BEGIN
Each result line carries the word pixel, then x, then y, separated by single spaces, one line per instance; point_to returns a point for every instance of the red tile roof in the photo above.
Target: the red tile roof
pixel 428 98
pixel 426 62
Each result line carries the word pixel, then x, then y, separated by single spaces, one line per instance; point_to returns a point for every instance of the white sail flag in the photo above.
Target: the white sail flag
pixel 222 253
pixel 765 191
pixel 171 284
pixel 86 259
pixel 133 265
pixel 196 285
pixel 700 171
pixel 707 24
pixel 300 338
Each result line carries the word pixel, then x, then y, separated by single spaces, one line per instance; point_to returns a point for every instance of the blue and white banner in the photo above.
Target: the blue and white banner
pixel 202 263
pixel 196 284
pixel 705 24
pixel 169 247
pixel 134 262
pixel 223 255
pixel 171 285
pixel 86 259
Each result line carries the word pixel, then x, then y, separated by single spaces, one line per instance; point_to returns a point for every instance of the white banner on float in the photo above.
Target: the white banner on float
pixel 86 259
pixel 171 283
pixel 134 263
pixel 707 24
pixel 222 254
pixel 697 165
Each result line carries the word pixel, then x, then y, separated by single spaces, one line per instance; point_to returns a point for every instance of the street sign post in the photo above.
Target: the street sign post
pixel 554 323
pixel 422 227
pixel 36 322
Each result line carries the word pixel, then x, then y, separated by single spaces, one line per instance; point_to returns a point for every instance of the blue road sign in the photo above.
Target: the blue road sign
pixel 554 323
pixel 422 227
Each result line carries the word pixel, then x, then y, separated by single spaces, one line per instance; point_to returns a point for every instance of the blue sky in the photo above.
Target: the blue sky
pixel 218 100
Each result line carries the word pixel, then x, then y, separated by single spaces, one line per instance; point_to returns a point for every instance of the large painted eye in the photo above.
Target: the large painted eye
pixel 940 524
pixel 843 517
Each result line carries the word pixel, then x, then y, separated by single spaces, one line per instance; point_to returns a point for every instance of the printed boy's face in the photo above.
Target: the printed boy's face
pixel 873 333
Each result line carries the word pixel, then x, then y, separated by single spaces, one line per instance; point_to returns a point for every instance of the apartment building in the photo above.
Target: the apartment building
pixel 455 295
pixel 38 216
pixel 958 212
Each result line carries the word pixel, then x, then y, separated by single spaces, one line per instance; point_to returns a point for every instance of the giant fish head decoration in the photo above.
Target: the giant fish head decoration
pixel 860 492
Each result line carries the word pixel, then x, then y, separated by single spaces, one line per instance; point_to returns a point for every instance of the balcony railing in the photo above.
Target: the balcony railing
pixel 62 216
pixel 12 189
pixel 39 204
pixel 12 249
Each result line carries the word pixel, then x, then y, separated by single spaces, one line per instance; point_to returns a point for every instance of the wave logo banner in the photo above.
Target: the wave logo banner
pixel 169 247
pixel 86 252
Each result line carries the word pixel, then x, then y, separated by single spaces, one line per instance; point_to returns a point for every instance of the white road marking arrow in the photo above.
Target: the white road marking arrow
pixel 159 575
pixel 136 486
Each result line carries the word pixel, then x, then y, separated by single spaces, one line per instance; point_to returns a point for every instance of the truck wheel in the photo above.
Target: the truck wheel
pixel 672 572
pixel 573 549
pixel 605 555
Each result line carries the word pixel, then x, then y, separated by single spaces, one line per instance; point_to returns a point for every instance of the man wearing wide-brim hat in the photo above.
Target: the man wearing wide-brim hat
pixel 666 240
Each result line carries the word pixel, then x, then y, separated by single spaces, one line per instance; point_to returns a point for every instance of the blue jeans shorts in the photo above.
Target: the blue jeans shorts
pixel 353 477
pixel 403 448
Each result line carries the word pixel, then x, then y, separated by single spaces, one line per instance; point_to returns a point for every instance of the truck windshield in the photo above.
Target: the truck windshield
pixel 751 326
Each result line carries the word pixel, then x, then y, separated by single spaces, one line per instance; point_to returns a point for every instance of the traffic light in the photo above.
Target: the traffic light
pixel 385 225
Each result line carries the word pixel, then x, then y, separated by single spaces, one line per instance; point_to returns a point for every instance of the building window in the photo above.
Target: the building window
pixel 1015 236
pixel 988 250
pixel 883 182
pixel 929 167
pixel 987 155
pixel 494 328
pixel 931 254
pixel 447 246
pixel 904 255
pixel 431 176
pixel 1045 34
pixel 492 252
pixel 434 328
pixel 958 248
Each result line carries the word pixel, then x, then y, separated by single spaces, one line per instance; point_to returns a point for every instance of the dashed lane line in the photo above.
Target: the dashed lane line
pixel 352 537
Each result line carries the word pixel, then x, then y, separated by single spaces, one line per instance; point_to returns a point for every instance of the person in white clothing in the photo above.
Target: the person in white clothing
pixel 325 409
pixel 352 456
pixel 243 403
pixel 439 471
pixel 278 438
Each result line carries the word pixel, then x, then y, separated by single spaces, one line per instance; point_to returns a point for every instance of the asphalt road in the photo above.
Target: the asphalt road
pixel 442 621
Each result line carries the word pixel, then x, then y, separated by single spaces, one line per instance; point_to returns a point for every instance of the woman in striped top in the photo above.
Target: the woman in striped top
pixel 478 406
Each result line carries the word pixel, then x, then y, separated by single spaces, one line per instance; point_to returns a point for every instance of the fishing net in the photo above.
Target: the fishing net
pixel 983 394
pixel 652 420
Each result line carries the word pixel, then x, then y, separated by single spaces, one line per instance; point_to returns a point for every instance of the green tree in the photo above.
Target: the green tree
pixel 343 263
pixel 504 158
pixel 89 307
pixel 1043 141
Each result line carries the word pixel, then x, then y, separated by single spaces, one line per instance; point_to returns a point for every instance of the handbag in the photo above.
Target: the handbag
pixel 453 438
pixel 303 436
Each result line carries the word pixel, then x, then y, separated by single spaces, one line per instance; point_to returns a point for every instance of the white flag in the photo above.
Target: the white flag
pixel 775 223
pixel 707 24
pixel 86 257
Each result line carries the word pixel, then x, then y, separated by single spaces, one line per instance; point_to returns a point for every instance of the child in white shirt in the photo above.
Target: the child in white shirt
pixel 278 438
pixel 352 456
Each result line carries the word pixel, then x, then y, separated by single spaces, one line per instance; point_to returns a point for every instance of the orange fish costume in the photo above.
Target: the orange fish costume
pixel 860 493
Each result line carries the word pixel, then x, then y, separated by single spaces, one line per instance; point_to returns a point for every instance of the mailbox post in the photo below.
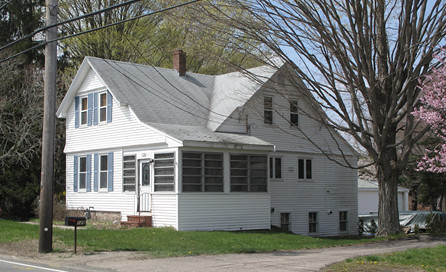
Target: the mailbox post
pixel 75 222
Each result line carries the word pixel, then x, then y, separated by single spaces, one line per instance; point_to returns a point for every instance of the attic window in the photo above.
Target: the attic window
pixel 103 107
pixel 84 110
pixel 268 110
pixel 294 117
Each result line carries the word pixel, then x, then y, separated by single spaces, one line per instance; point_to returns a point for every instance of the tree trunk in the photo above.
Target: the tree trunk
pixel 388 217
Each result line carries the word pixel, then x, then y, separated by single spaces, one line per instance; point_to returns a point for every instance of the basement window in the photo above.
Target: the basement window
pixel 285 221
pixel 312 222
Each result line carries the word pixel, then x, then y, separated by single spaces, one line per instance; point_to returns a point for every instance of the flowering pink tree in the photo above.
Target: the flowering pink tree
pixel 433 112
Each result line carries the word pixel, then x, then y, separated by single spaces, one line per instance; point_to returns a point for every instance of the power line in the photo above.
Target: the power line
pixel 5 4
pixel 98 28
pixel 30 35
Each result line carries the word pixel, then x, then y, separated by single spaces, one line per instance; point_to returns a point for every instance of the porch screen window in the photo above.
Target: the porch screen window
pixel 129 173
pixel 249 173
pixel 343 220
pixel 268 110
pixel 164 167
pixel 312 222
pixel 202 172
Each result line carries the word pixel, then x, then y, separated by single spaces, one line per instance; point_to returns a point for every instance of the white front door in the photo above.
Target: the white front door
pixel 145 184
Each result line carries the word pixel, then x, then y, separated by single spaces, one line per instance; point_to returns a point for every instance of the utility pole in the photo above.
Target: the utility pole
pixel 49 132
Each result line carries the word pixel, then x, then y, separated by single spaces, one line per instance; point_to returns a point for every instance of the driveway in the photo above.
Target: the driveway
pixel 301 260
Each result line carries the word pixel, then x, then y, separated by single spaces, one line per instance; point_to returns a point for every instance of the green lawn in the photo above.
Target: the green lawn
pixel 164 242
pixel 426 259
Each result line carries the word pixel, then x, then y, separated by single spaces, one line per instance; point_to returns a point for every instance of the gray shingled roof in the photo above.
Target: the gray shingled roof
pixel 157 95
pixel 179 106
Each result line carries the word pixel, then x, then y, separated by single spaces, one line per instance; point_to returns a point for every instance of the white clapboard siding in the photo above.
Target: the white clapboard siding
pixel 165 210
pixel 124 130
pixel 332 189
pixel 115 201
pixel 236 211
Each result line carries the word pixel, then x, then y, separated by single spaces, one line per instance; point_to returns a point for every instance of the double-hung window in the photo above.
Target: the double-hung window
pixel 92 109
pixel 305 169
pixel 249 173
pixel 275 168
pixel 84 110
pixel 164 168
pixel 102 107
pixel 312 222
pixel 294 117
pixel 268 110
pixel 129 173
pixel 343 221
pixel 103 172
pixel 82 173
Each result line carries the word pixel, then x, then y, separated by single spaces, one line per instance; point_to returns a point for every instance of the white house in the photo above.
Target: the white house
pixel 201 152
pixel 368 197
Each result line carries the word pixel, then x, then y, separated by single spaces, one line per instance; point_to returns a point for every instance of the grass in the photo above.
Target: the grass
pixel 164 242
pixel 426 259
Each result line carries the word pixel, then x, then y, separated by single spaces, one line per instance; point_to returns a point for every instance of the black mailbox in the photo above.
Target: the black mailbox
pixel 75 221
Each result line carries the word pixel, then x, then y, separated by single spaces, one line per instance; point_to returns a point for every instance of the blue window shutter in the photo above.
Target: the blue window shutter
pixel 95 109
pixel 88 173
pixel 96 172
pixel 90 109
pixel 109 106
pixel 76 112
pixel 110 171
pixel 76 173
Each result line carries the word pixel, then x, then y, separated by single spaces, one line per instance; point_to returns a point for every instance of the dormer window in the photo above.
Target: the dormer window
pixel 268 110
pixel 103 107
pixel 93 109
pixel 84 110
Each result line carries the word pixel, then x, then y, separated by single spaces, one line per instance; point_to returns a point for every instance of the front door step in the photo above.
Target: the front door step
pixel 134 221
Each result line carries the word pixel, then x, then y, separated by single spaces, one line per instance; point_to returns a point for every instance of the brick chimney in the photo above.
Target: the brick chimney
pixel 179 62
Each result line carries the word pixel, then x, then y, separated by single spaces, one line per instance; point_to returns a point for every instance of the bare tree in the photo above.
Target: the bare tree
pixel 20 112
pixel 361 59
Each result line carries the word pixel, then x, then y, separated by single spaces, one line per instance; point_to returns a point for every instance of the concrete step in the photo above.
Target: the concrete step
pixel 134 221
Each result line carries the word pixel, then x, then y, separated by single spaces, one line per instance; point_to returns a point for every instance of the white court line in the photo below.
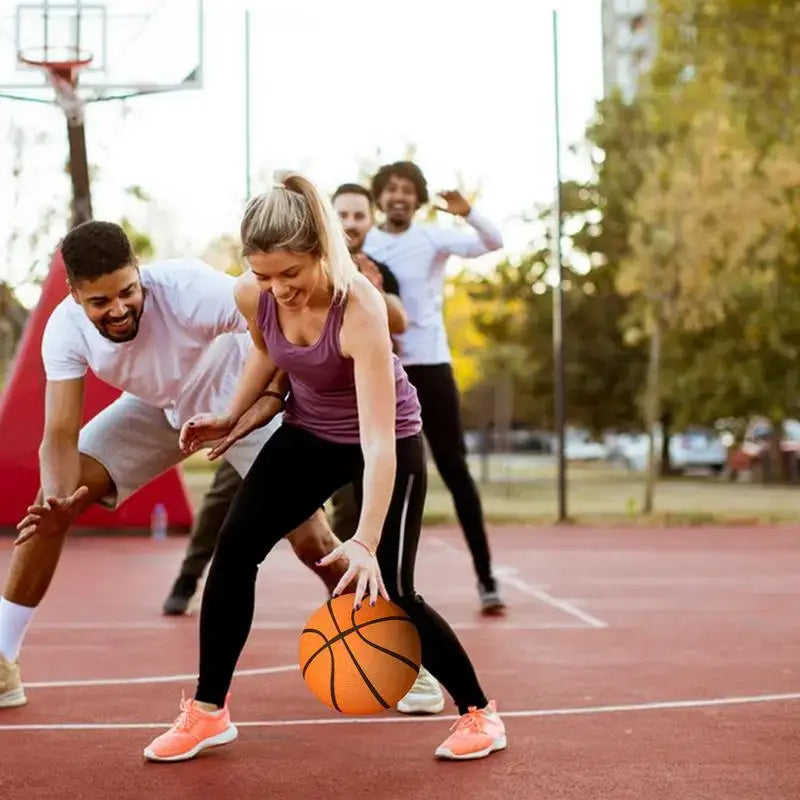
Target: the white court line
pixel 274 626
pixel 242 673
pixel 510 575
pixel 543 712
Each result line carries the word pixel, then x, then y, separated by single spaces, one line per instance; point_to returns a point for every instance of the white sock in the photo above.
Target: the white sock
pixel 14 621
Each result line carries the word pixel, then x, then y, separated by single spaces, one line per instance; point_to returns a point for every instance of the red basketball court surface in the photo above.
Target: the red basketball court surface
pixel 643 665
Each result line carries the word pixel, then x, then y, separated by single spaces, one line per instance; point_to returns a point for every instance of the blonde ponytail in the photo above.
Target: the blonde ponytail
pixel 295 216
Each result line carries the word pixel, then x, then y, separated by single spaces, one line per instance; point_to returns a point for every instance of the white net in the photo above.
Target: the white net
pixel 66 96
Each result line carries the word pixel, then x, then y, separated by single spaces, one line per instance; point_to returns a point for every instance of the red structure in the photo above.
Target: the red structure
pixel 22 421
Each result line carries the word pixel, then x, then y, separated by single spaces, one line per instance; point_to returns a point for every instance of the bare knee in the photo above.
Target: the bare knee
pixel 34 562
pixel 313 539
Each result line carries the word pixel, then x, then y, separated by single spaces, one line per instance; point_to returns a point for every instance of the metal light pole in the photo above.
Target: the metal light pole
pixel 558 302
pixel 247 157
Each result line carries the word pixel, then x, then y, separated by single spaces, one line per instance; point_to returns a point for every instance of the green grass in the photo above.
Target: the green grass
pixel 524 490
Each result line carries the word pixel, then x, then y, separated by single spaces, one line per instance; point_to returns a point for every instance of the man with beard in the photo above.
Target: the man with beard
pixel 418 254
pixel 172 339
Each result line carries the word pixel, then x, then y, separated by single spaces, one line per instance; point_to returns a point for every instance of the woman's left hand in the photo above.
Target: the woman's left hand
pixel 362 567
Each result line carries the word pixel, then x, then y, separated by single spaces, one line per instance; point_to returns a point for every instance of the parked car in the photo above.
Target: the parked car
pixel 694 448
pixel 579 446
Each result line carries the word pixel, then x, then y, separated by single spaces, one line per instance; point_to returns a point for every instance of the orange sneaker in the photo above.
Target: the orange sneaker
pixel 476 734
pixel 194 730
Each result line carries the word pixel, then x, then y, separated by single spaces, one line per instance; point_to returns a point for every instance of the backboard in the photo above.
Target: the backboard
pixel 136 46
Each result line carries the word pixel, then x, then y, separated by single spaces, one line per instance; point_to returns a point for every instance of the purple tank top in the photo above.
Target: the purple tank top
pixel 322 381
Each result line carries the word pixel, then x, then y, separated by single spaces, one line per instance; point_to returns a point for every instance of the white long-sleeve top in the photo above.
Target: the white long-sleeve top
pixel 417 257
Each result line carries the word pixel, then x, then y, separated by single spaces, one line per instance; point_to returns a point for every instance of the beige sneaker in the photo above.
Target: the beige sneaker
pixel 424 697
pixel 11 692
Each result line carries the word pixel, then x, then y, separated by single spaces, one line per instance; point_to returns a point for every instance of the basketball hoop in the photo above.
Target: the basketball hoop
pixel 62 65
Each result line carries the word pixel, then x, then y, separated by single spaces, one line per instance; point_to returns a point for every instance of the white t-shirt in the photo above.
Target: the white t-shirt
pixel 418 257
pixel 187 356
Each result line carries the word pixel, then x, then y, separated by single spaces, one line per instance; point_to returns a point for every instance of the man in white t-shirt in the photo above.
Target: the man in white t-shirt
pixel 417 255
pixel 171 338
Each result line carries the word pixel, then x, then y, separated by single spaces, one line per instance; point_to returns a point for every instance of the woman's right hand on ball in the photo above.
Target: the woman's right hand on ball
pixel 203 429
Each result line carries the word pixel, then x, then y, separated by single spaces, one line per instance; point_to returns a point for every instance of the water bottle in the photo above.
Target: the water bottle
pixel 158 522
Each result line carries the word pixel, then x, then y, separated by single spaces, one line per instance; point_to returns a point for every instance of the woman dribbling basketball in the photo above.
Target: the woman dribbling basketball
pixel 352 416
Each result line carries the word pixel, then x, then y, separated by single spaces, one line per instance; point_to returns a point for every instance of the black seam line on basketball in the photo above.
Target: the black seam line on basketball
pixel 348 631
pixel 333 664
pixel 407 661
pixel 366 680
pixel 324 639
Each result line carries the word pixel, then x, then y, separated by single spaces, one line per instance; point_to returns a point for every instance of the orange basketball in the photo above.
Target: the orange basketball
pixel 359 662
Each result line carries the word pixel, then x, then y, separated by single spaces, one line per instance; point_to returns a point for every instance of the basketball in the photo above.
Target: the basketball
pixel 359 662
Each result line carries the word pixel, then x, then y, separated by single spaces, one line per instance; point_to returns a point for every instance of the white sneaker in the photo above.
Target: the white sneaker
pixel 424 697
pixel 11 692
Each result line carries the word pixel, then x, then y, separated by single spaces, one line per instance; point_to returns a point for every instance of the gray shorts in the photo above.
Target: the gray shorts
pixel 135 443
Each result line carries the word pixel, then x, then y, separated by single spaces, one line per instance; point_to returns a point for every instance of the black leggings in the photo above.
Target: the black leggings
pixel 441 423
pixel 293 475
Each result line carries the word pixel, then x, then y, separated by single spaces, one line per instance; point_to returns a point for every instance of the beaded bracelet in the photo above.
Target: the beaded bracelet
pixel 364 546
pixel 277 395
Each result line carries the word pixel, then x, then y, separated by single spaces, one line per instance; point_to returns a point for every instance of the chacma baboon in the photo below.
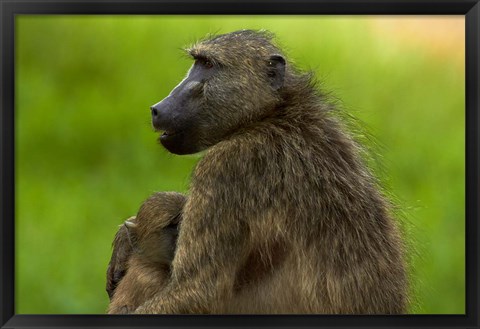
END
Problem details: Reproduce, exactly as they stand in the data above, the lines from the one that holds "Target: the white clapboard siding" to the one that holds "house in the photo above.", inclusive.

Solution for this task:
Target: the white clapboard siding
pixel 165 210
pixel 124 130
pixel 332 189
pixel 115 201
pixel 236 211
Each result line carries the word pixel, then x, then y, separated by single spaces, one line per instance; point_to returns a point for every instance of the double-hung window in the photo above.
Target: the double-hung window
pixel 92 109
pixel 305 169
pixel 249 173
pixel 275 168
pixel 84 110
pixel 164 168
pixel 102 107
pixel 312 222
pixel 294 117
pixel 268 110
pixel 129 173
pixel 343 221
pixel 103 172
pixel 82 173
Each result line carries the word pixel, then x, then y, separated by single spaces, one line per instance; point_to returns a point for every instance of the white house in the photo above.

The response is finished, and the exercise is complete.